Saved dataset entries
= = = =

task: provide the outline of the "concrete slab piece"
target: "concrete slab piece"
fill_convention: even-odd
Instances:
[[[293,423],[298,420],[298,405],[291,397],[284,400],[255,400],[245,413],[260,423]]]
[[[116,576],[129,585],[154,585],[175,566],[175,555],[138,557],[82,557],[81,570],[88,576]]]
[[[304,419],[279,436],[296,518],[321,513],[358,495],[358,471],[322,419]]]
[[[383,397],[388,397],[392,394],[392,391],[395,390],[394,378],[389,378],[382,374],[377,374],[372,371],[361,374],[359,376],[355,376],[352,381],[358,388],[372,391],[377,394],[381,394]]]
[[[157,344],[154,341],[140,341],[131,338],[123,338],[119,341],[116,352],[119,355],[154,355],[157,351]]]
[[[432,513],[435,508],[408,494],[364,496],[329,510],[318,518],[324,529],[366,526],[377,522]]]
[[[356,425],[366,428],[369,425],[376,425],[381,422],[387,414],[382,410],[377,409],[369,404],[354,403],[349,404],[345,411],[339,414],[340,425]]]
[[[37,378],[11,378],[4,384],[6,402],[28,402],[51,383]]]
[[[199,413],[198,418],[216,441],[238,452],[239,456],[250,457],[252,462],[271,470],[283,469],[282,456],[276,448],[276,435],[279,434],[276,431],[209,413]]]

= = = =

■ **Instruction**
Can you write out the entries again, switching every "concrete slab piece" to "broken concrete slab" and leaving everything else unchanged?

■ **Result of this exercise**
task: provide the outline of the "broken concrete slab"
target: "broken concrete slab"
fill_convention: even-odd
Instances:
[[[293,423],[298,420],[298,405],[291,397],[284,400],[255,400],[245,413],[260,423]]]
[[[116,576],[129,585],[154,585],[175,566],[175,555],[138,557],[82,557],[81,570],[88,576]]]
[[[304,419],[279,436],[296,518],[321,513],[358,495],[358,471],[322,419]]]
[[[383,397],[388,397],[392,394],[392,391],[395,390],[394,378],[389,378],[382,374],[377,374],[372,371],[361,374],[359,376],[355,376],[352,381],[358,388],[372,391],[377,394],[381,394]]]
[[[157,344],[154,341],[140,341],[131,338],[123,338],[119,341],[116,352],[119,355],[154,355],[157,351]]]
[[[432,513],[435,508],[408,494],[364,496],[329,510],[318,518],[324,529],[366,526],[377,522]]]
[[[356,425],[366,428],[369,425],[376,425],[381,422],[387,414],[382,410],[377,409],[369,404],[354,403],[349,404],[345,411],[339,414],[340,425]]]
[[[37,378],[11,378],[4,384],[6,402],[28,402],[51,383]]]
[[[199,413],[198,418],[216,441],[238,452],[239,456],[250,457],[252,462],[271,470],[283,469],[282,456],[276,448],[276,435],[279,434],[276,431],[209,413]]]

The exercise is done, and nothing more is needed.